Your goal — What is needed here is a word-for-word copy of all the entries below.

Records contained in a dataset
┌────────
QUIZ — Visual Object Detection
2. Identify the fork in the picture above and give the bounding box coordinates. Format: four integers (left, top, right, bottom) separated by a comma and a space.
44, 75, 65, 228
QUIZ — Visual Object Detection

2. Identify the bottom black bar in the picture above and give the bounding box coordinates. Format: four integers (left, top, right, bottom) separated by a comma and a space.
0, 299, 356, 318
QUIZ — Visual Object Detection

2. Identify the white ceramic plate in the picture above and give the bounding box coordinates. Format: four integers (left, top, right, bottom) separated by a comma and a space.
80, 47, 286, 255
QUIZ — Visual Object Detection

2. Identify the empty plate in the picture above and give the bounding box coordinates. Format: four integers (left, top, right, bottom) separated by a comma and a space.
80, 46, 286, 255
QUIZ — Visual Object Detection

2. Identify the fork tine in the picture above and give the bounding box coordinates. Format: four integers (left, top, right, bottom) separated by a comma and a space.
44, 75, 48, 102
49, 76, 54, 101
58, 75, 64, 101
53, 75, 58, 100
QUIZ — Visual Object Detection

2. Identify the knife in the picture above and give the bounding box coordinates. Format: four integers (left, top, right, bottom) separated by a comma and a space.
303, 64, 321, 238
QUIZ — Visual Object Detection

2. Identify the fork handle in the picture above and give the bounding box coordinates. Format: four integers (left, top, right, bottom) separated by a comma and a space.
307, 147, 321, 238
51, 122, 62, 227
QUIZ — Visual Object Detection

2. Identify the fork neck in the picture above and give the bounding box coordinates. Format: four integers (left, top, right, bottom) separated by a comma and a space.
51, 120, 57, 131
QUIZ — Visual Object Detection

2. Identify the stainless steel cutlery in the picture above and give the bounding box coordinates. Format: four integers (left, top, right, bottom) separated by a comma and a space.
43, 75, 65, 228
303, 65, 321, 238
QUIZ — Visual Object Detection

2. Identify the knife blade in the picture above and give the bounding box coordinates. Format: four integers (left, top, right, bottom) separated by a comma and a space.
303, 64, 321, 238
└────────
Answer to this task —
QUIZ — Visual Object Detection
2. Identify the fork in the picture above and give the bounding box coordinates. Format: four integers (left, top, right, bottom) separated by a comma and a space.
44, 75, 65, 228
QUIZ — Visual Object Detection

2. Identify the bottom black bar in the picture above and give the bounding box coordinates. Format: four integers (left, top, right, bottom) separated by a comma and a space.
0, 299, 356, 318
QUIZ — Visual Object Detection

2. Identify the white ceramic plate in the picture above and give the bounding box coordinates. Format: four integers (left, top, right, bottom) separated by a comma and a space.
80, 47, 286, 255
QUIZ — Visual Object Detection

2. Identify the empty plate in the picture above and give the bounding box coordinates. Format: four integers (left, top, right, bottom) separated by a comma and a space.
80, 46, 286, 255
QUIZ — Visual Object Detection

2. Identify the fork tine in the picture above and give the bounding box coordinates. Format: four integers (left, top, right, bottom) separated by a comma and a space.
44, 75, 48, 102
49, 76, 54, 101
58, 75, 64, 101
53, 75, 58, 100
QUIZ — Visual Object Detection

2. Identify the knife in the picture above and give the bounding box coordinates. Format: four integers (left, top, right, bottom) separated by a comma and a space.
303, 64, 321, 238
QUIZ — Visual Object Detection

2. Identify the fork handle in the picture above and give the bounding box coordinates. Format: four integers (left, top, right, bottom) separated by a comma and a space.
307, 147, 321, 238
51, 122, 62, 227
QUIZ — Visual Object Detection

2. Identify the fork neck in the picture above and give the bounding box coordinates. Format: four integers (left, top, right, bottom) separated by a comma and a space.
51, 120, 57, 131
QUIZ — Visual Object Detection

2. Identify the stainless steel cutlery in the picture above and give the bounding box coordinates. Format: four integers (left, top, right, bottom) separated by a comma and a space.
43, 75, 65, 228
303, 65, 321, 238
QUIZ — Visual Object Detection

2. Identify the knife blade in the picture above and give the bounding box coordinates. Format: four integers (left, top, right, bottom) separated by a comma and a space.
303, 64, 321, 238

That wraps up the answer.